STATED EXERCISE:
Please report every line in the entries that contains the word "group", keeping to its exact case.

== == ==

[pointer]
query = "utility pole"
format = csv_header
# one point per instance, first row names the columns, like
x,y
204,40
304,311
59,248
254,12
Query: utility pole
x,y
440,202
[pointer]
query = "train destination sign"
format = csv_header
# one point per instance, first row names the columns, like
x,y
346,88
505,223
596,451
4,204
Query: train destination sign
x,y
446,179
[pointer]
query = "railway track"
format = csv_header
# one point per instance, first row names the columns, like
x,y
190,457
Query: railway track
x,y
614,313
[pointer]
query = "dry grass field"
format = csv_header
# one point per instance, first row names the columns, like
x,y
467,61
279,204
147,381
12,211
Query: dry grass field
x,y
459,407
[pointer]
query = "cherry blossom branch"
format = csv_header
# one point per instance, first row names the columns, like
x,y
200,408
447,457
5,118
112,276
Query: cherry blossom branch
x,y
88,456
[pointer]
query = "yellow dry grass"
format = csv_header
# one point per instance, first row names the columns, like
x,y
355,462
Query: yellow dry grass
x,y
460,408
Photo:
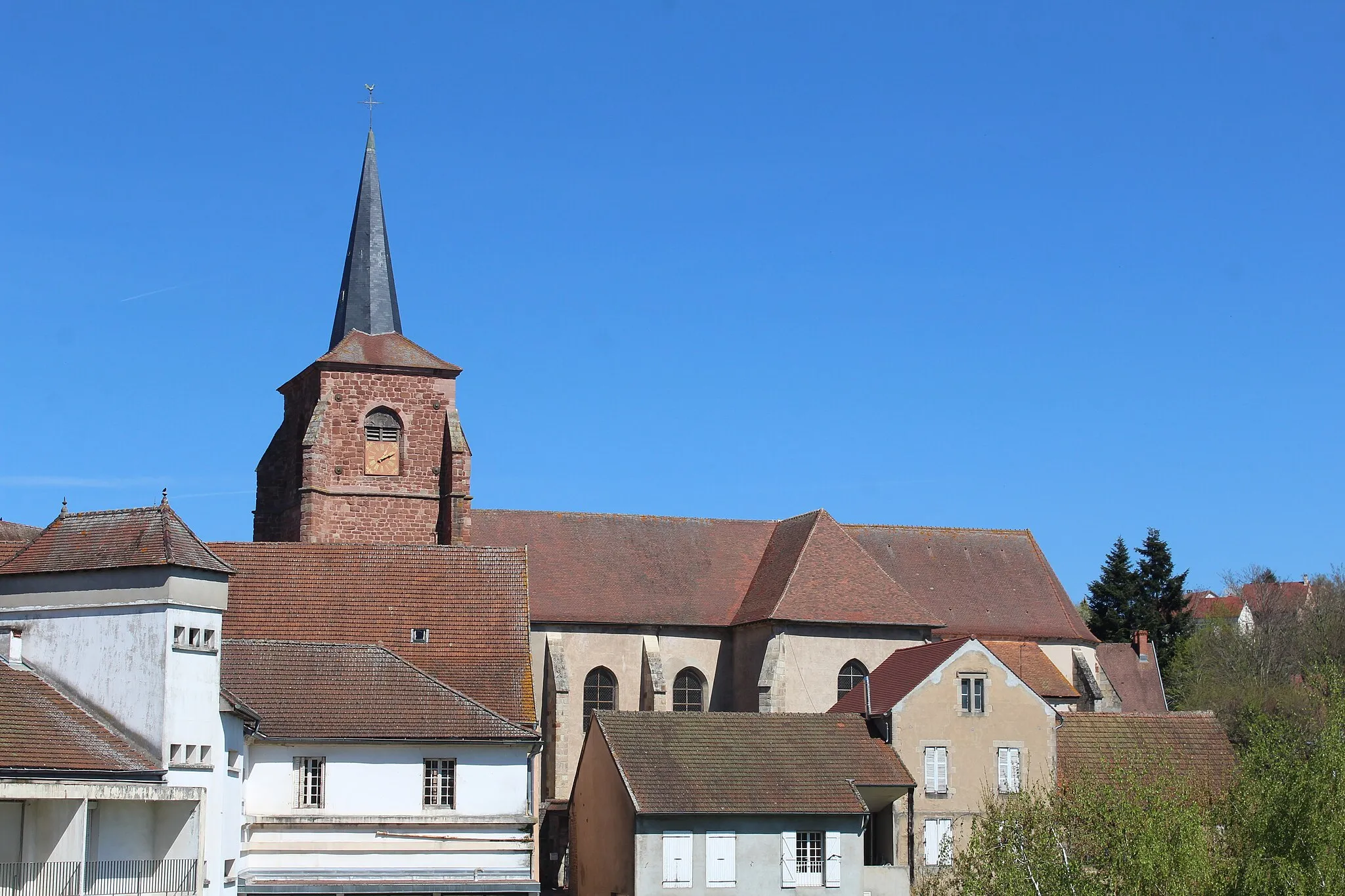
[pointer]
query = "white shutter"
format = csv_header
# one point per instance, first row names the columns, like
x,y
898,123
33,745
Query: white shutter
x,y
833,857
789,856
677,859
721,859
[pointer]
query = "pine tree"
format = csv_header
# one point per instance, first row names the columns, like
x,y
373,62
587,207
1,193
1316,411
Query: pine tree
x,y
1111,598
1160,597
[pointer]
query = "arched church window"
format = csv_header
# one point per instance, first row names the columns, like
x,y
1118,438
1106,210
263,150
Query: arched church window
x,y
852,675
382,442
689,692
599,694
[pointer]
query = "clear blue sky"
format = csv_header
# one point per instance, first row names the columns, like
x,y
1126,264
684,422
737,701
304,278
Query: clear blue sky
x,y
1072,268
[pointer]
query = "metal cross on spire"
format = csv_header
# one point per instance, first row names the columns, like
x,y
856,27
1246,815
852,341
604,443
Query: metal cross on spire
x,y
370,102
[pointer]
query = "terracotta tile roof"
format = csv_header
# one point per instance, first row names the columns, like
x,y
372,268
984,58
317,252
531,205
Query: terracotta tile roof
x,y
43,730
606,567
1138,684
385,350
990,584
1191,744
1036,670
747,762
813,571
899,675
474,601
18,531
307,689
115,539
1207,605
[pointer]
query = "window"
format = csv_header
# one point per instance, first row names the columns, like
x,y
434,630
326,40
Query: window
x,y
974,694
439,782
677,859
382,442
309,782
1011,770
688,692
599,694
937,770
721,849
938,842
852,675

== == ==

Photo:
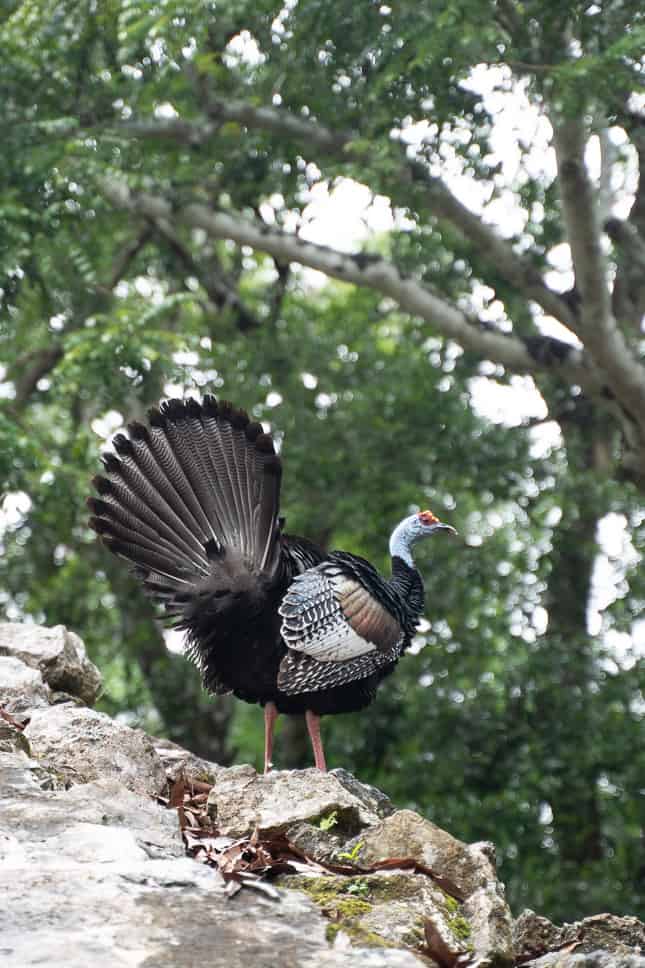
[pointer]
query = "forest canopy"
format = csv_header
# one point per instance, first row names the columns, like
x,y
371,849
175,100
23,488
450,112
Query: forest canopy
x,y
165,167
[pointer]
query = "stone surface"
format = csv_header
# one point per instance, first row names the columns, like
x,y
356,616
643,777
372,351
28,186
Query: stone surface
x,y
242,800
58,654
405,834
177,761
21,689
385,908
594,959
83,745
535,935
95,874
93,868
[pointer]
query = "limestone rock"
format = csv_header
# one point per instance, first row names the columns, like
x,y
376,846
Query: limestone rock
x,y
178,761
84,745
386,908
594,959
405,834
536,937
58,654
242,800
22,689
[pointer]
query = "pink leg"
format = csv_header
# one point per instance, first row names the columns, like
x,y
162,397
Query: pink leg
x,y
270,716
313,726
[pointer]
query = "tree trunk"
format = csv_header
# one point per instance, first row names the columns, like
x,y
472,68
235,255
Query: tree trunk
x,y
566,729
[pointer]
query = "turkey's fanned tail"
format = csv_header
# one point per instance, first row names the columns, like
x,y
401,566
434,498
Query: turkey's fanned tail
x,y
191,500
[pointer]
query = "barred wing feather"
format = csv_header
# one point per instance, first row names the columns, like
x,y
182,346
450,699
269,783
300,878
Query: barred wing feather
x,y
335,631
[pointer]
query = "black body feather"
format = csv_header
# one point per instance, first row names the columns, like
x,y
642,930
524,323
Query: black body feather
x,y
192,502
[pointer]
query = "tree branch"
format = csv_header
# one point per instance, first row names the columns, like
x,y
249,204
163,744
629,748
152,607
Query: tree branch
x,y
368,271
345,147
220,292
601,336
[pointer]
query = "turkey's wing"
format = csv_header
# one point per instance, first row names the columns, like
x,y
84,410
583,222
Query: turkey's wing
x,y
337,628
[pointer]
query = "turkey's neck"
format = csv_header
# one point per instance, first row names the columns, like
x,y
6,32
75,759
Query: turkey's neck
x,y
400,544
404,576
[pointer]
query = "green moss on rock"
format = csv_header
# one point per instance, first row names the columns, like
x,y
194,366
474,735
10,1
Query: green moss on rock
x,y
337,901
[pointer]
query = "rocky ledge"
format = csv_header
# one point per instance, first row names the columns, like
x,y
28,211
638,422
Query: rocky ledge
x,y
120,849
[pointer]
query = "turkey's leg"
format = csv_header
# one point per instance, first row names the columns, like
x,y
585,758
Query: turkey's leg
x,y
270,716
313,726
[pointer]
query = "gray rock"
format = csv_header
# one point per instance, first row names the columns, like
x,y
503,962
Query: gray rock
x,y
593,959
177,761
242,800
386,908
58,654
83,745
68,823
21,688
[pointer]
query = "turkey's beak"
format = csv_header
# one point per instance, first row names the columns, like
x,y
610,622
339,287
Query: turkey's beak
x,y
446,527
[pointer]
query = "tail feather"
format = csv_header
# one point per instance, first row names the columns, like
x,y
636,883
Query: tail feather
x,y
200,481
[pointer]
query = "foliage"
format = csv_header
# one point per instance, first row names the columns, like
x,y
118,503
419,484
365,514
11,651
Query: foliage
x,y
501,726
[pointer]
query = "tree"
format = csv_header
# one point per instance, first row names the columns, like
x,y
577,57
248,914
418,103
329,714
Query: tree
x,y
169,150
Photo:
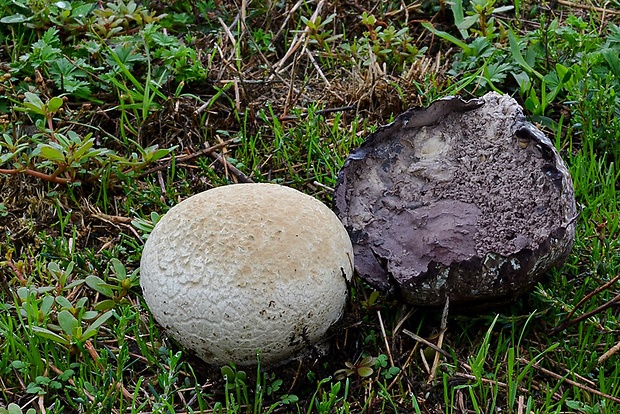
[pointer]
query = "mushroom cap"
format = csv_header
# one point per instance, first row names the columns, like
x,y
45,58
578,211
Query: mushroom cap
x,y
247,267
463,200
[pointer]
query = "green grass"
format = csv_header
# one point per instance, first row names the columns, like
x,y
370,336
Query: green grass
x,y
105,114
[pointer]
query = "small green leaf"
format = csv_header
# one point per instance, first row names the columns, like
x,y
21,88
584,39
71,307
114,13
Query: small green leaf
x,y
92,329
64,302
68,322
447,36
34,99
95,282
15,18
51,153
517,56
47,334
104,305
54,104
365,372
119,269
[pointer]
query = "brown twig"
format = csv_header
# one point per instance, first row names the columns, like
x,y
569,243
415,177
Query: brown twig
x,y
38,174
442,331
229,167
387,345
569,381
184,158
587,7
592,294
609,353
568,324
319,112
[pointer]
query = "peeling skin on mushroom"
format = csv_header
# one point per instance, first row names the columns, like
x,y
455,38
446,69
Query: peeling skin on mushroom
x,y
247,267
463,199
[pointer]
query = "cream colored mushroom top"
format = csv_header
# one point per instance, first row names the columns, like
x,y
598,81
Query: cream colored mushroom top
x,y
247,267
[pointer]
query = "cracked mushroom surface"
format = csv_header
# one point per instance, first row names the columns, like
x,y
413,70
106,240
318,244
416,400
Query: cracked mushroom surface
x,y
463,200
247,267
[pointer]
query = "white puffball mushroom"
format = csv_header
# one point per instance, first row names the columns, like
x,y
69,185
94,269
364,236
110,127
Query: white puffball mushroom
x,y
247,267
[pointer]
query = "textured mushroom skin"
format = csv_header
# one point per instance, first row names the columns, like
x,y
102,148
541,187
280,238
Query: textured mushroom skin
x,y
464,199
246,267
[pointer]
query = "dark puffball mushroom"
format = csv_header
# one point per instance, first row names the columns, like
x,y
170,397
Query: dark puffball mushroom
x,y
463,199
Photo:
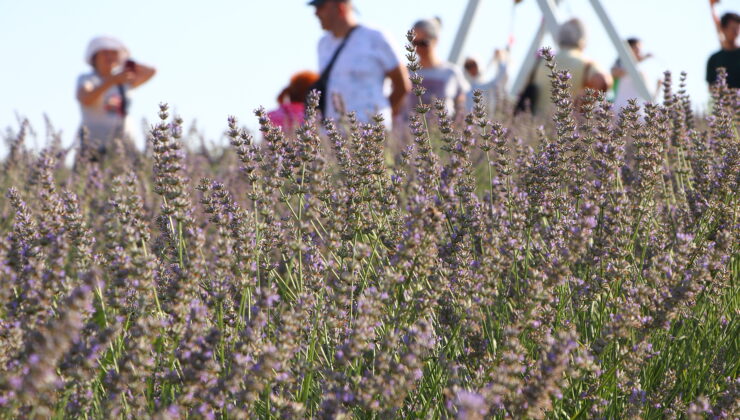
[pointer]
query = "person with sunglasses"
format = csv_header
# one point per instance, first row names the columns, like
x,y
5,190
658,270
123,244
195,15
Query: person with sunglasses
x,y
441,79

== == ==

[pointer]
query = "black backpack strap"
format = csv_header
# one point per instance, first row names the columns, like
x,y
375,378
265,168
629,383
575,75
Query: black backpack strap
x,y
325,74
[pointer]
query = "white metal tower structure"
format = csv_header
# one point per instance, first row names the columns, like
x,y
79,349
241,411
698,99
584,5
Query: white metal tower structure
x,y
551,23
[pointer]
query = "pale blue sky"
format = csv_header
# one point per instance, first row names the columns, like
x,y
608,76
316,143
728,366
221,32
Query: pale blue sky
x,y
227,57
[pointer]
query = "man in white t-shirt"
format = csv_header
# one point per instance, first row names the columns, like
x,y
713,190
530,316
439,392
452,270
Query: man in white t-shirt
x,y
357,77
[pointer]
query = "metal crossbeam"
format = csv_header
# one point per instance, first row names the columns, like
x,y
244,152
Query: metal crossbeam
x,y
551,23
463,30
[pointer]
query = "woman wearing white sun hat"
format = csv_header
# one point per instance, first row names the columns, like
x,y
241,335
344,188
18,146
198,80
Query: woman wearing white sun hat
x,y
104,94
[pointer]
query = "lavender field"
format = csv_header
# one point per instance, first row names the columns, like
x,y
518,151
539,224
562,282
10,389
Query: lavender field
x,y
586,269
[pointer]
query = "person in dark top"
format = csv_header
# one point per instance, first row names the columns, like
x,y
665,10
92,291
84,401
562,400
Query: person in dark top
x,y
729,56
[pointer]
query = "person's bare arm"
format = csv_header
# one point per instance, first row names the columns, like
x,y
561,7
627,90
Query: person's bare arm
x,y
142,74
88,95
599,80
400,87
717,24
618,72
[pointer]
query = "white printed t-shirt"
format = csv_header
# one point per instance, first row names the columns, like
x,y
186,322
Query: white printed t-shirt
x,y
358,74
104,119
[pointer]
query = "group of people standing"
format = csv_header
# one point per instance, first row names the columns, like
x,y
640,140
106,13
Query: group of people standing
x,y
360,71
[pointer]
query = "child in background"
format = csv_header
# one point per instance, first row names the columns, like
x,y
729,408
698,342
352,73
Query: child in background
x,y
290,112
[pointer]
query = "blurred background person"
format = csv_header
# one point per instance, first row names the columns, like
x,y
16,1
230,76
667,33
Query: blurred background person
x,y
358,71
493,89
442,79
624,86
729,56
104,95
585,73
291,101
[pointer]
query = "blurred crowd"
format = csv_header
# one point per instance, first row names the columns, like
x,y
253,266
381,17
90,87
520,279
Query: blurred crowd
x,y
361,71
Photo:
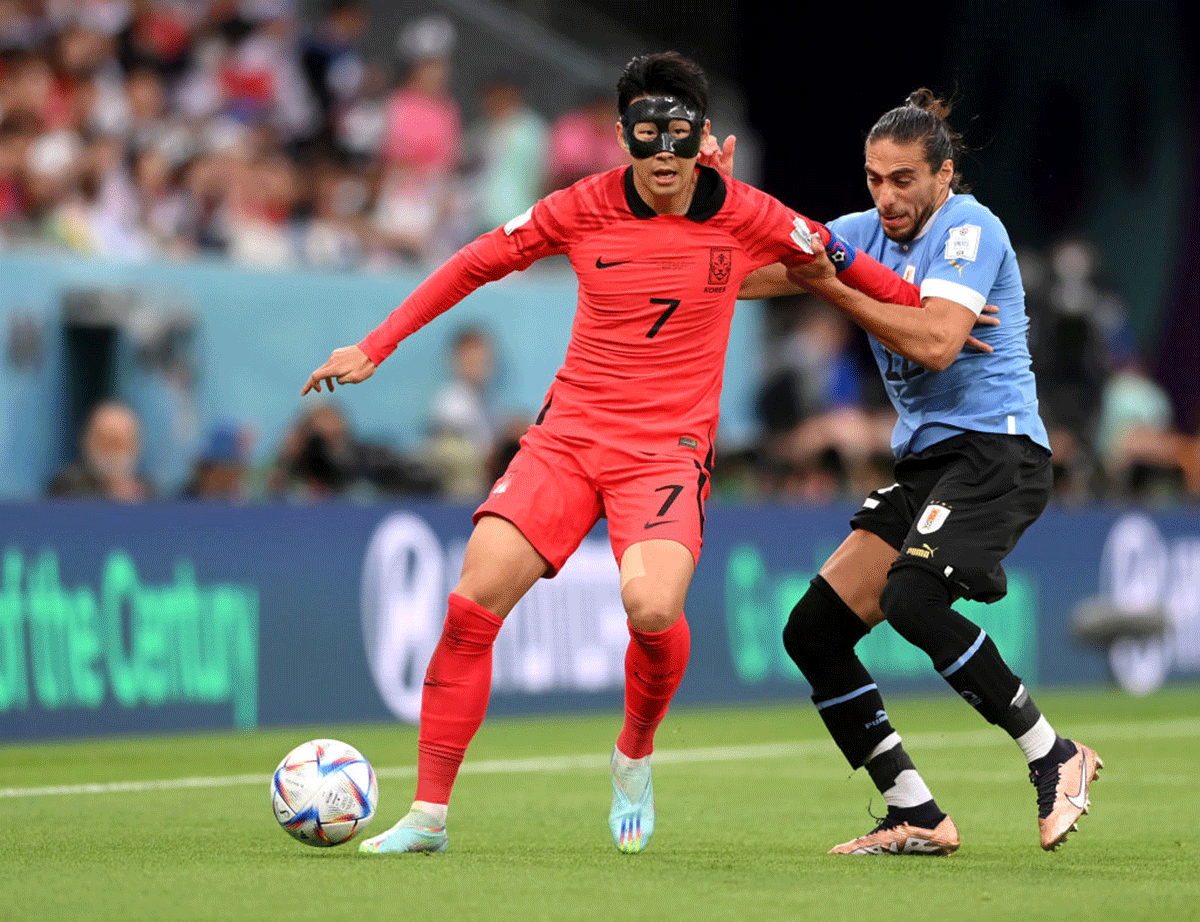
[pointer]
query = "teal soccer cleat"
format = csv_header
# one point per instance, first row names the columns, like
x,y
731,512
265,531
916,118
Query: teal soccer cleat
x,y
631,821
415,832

== == ==

COMPLETED TASK:
query = "group of people standing"
Query: group of people standing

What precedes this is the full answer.